* _Work to complete_
Set the data down exactly as it stands, and keep its pictures out.

### Data extract

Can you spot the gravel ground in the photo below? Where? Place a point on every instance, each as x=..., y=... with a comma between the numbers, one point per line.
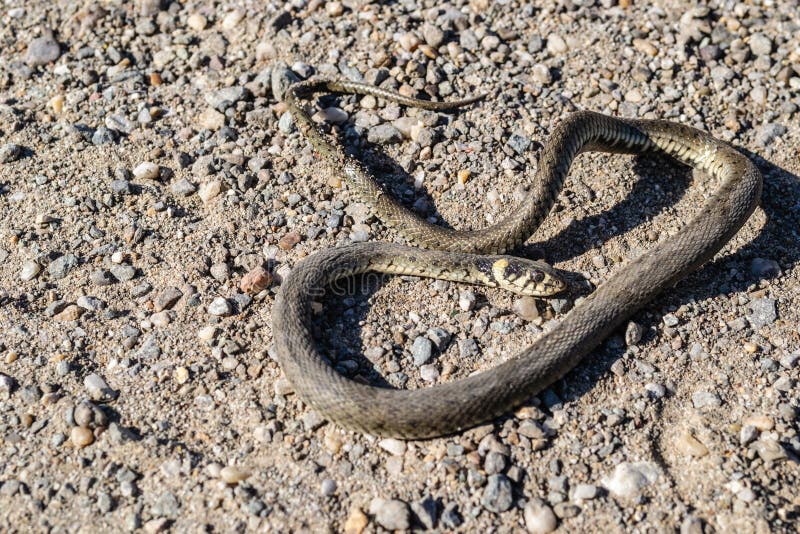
x=153, y=192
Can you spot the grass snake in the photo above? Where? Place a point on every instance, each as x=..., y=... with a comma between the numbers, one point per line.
x=475, y=257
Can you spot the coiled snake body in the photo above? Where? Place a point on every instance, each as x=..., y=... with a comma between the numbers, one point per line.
x=453, y=406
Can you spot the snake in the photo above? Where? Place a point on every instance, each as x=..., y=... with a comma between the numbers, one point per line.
x=478, y=257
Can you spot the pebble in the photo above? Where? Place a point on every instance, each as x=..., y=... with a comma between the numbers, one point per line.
x=197, y=22
x=466, y=300
x=393, y=446
x=232, y=474
x=167, y=298
x=688, y=445
x=391, y=514
x=764, y=268
x=556, y=45
x=42, y=50
x=147, y=171
x=767, y=133
x=497, y=496
x=220, y=307
x=327, y=487
x=10, y=152
x=770, y=450
x=525, y=308
x=98, y=389
x=762, y=312
x=705, y=399
x=629, y=479
x=255, y=280
x=211, y=119
x=633, y=333
x=29, y=271
x=384, y=134
x=539, y=517
x=356, y=522
x=760, y=44
x=61, y=266
x=183, y=188
x=421, y=350
x=209, y=190
x=70, y=313
x=81, y=436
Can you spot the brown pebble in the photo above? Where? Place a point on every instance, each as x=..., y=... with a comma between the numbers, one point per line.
x=81, y=436
x=289, y=240
x=70, y=313
x=256, y=280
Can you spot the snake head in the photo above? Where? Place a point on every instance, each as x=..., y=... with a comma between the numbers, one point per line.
x=526, y=277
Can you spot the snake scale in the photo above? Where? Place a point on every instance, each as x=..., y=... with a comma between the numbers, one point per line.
x=456, y=405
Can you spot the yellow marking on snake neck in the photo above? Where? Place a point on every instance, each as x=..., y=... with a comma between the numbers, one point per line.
x=499, y=268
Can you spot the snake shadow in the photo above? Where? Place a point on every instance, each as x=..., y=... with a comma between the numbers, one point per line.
x=727, y=274
x=640, y=204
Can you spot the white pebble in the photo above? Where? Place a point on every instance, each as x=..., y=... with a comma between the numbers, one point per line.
x=147, y=171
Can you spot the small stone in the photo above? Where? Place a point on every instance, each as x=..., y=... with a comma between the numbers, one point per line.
x=466, y=300
x=183, y=188
x=747, y=434
x=760, y=44
x=167, y=299
x=767, y=133
x=61, y=266
x=539, y=517
x=541, y=73
x=211, y=119
x=147, y=171
x=384, y=134
x=585, y=492
x=497, y=496
x=356, y=522
x=421, y=350
x=81, y=436
x=123, y=273
x=220, y=307
x=393, y=446
x=633, y=333
x=688, y=445
x=29, y=271
x=209, y=190
x=629, y=479
x=70, y=313
x=391, y=514
x=10, y=152
x=197, y=22
x=256, y=280
x=334, y=9
x=101, y=278
x=327, y=487
x=98, y=389
x=556, y=45
x=42, y=50
x=764, y=268
x=467, y=347
x=289, y=240
x=770, y=450
x=525, y=308
x=762, y=312
x=233, y=475
x=226, y=97
x=704, y=399
x=7, y=386
x=92, y=304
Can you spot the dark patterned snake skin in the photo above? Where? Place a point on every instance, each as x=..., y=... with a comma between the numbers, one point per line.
x=453, y=406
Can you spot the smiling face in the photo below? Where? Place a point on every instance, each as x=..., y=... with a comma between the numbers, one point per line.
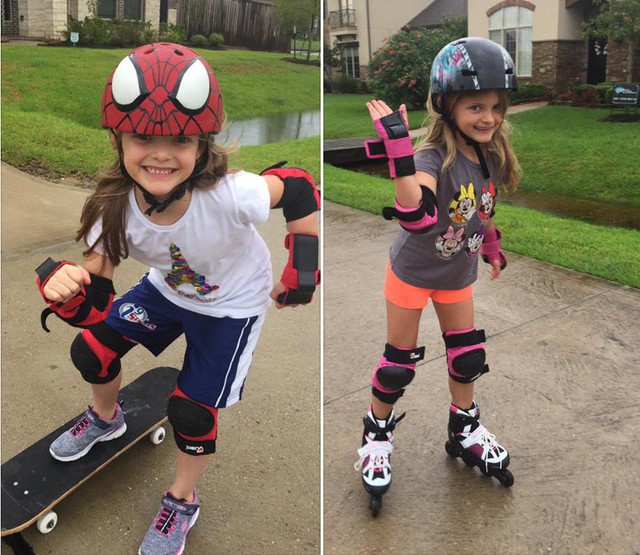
x=478, y=115
x=159, y=164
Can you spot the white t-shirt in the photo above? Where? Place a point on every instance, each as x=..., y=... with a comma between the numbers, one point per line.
x=211, y=261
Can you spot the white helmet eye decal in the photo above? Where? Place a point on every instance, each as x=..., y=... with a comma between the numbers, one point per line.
x=192, y=90
x=126, y=86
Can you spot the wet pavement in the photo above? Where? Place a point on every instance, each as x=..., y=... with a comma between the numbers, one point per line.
x=261, y=493
x=561, y=396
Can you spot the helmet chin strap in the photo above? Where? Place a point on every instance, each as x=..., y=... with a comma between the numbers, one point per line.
x=176, y=194
x=468, y=140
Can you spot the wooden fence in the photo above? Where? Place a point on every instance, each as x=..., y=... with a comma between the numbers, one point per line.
x=249, y=23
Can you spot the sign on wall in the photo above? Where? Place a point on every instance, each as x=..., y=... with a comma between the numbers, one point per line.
x=626, y=94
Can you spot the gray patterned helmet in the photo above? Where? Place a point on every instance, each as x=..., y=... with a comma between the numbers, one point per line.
x=472, y=64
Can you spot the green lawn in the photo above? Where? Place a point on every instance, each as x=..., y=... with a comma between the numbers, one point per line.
x=51, y=101
x=565, y=151
x=608, y=252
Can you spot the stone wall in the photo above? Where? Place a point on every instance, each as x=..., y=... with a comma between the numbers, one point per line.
x=617, y=59
x=10, y=26
x=557, y=63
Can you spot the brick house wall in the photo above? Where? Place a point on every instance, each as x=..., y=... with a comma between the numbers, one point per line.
x=617, y=59
x=557, y=63
x=10, y=25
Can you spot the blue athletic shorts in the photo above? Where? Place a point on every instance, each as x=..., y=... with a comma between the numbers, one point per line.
x=219, y=350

######

* _Answer to the problem_
Can you spot the gravel ground in the photo below? Where? Place a point on every instance, each as x=..., y=... with a comma between the numbers, one point per line.
x=153, y=192
Can you spot the grass snake in the photo above? Where? Place a point on every instance, each as x=..., y=... with a comma between the numbers, one point per line.
x=475, y=257
Can you spot the coiled snake body in the photo above? Where? Place a point on every instance, each as x=..., y=... with a comma between the numbers, one point per line.
x=453, y=406
Can you spot the snake in the photo above? Where? Place a point on every instance, each as x=..., y=... with a comma between the numbers, one point per line.
x=478, y=257
Can you spot the pebble in the photo above? Where? Place a point on every instance, each as x=..., y=... with a comma between the numbers, one point per line.
x=197, y=22
x=466, y=300
x=393, y=446
x=232, y=474
x=167, y=298
x=688, y=445
x=391, y=514
x=764, y=268
x=556, y=45
x=42, y=50
x=147, y=171
x=767, y=133
x=497, y=496
x=220, y=307
x=327, y=487
x=10, y=152
x=770, y=450
x=525, y=308
x=98, y=389
x=762, y=312
x=705, y=399
x=629, y=479
x=255, y=280
x=211, y=119
x=633, y=333
x=29, y=271
x=384, y=134
x=539, y=517
x=356, y=522
x=760, y=44
x=61, y=266
x=183, y=188
x=421, y=350
x=209, y=190
x=70, y=313
x=81, y=436
Can you spot the brown pebble in the photo above? Where? Place a point on every instance, each as x=..., y=... with a comma between the numbers, one point per line.
x=81, y=436
x=289, y=240
x=70, y=313
x=256, y=280
Can you spot the snake head in the photo above? Where? Place a point on every instance, each as x=..., y=... with a comma between the numbers, one point per line.
x=526, y=277
Can you spot the snake scale in the photo above? Where? Place a point on every instance, each as x=..., y=... with a comma between the numbers, one point per line.
x=456, y=405
Can you spot the yellow marking on snake neck in the photo above? Where? Place a point on every instance, each as x=..., y=... with a comma between the numbers, one point per line.
x=499, y=268
Can you spot the snake shadow in the photo above? Where? Place a point on every instance, each as x=..., y=... with a comma between the numbers, one point per line.
x=727, y=274
x=640, y=204
Can you spot the white pebble in the photo above? Where? Place a point on every instance, each as x=..., y=... with a comma between the numbers, one point per line.
x=147, y=171
Can you spot the small stone in the photo above? Where? Place a point on every instance, each as x=..., y=... with a comma between the numbers, one point per line.
x=466, y=300
x=183, y=188
x=747, y=434
x=760, y=44
x=167, y=299
x=767, y=133
x=61, y=266
x=539, y=517
x=541, y=73
x=211, y=119
x=147, y=171
x=384, y=134
x=585, y=492
x=497, y=496
x=356, y=522
x=421, y=350
x=81, y=436
x=123, y=273
x=220, y=307
x=393, y=446
x=633, y=333
x=688, y=445
x=29, y=271
x=209, y=190
x=629, y=479
x=70, y=313
x=391, y=514
x=10, y=152
x=197, y=22
x=256, y=280
x=334, y=9
x=101, y=278
x=327, y=487
x=98, y=389
x=556, y=45
x=42, y=50
x=764, y=268
x=467, y=347
x=289, y=240
x=770, y=450
x=525, y=308
x=762, y=312
x=233, y=475
x=226, y=97
x=704, y=399
x=7, y=386
x=92, y=304
Can you spot the dark patterned snake skin in the photo above? Where? Place a point on every instance, each as x=..., y=... with a comma between the numbers, one point per line.
x=453, y=406
Can you spot the smiling face in the photo below? Where? Place a point on every instance, each as x=..., y=... with a comma between the numbers, one point per line.
x=478, y=115
x=159, y=164
Can you spot the white t-shirt in the photo above? Where? Place a point on every instance, each as x=..., y=... with a comma between the numbers, one point per line.
x=211, y=261
Can you spot the white helmet eye decal in the photo above? Where? Place a point on every instance, each as x=..., y=... with a comma between the numbers, one point per line.
x=192, y=90
x=126, y=86
Can you spot the wet pavement in the photo above? Where? Place a point on every instance, each as x=..., y=... with a comma between the numbers, one point per line.
x=261, y=493
x=561, y=396
Can you spot the helmet chin strap in the photo above? Where? Place a point on every instance, each as x=..., y=... with a comma between the numbers, one point per line.
x=176, y=194
x=468, y=140
Can you spot the wooden fence in the photo above? Where? Place a point on every instance, each as x=..., y=... with a comma between the numbers, one point per line.
x=249, y=23
Can you spot the sign on wall in the photo above? Where? Place a point on every instance, each as x=..., y=... with a comma between the numbers, one point per line.
x=626, y=94
Can you spot the gray patterned helmet in the photo above? Where? Place a point on every instance, each as x=..., y=... with a comma between the numbers, one point per line.
x=472, y=64
Can you spot the green lawn in the photo above? Where? Place a point on every instance, each as x=..., y=... with a comma between the numbers, one point per line.
x=51, y=101
x=565, y=151
x=608, y=252
Can you spot the stone wall in the photo above? Where? Place a point on every instance, each as x=..., y=... with a comma between the numbers, one point per line.
x=617, y=59
x=10, y=26
x=557, y=63
Can you spot the brick house wall in the photo above? Where? Place a point on every instance, each as x=..., y=... with a comma between the numbers, one point per line.
x=617, y=59
x=557, y=63
x=10, y=25
Can you spot the blue athletic shorts in the photo above? Where? Place a point on every instance, each as x=..., y=... with a comma between the numbers, one point per line.
x=219, y=350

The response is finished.